[Point labeling dataset excerpts]
>>

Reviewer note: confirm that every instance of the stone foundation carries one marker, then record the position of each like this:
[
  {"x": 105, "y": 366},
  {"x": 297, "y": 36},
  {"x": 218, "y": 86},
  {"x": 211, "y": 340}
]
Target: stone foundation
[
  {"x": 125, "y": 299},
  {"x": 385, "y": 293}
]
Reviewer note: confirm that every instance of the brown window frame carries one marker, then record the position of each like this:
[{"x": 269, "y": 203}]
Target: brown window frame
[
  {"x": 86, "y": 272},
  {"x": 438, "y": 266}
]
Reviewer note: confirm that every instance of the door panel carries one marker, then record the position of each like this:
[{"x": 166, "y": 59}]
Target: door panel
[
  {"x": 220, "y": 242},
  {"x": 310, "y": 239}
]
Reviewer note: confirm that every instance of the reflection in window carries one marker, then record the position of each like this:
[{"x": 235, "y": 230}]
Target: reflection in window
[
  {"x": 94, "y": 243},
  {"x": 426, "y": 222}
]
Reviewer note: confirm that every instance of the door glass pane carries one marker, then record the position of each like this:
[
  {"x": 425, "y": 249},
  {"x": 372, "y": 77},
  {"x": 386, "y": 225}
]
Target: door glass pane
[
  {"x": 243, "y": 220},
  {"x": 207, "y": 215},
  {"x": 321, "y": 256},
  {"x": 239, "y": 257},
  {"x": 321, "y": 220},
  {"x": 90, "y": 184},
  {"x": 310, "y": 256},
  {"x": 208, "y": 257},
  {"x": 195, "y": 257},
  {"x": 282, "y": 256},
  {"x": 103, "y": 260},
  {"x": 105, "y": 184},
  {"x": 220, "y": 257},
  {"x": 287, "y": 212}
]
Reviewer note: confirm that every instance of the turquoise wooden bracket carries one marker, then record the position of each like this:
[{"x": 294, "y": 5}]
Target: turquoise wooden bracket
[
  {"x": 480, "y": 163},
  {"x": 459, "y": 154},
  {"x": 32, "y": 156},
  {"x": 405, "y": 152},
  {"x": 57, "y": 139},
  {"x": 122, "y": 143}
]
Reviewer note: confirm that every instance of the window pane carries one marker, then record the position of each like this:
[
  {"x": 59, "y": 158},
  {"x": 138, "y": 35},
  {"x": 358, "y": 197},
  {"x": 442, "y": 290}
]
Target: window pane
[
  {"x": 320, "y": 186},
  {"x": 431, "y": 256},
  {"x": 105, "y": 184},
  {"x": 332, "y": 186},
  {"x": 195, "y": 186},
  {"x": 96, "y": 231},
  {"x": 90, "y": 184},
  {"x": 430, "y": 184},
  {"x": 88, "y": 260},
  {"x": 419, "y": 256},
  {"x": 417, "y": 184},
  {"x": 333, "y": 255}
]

<<

Exercise objective — Write out everything from the line containing "Reviewer note: confirm that every instance of the window" down to the end of the rows, swapping "window pane" for "glass pane" and leaving all else unchanged.

Response to the exercise —
Reviewer note: confirm that every instance of the glass pane carries one marker, then record the position of each like this:
[
  {"x": 59, "y": 158},
  {"x": 138, "y": 35},
  {"x": 358, "y": 197},
  {"x": 442, "y": 290}
]
Target: glass pane
[
  {"x": 320, "y": 186},
  {"x": 431, "y": 256},
  {"x": 105, "y": 184},
  {"x": 332, "y": 186},
  {"x": 195, "y": 186},
  {"x": 96, "y": 231},
  {"x": 90, "y": 184},
  {"x": 430, "y": 184},
  {"x": 88, "y": 260},
  {"x": 419, "y": 256},
  {"x": 417, "y": 184},
  {"x": 333, "y": 255}
]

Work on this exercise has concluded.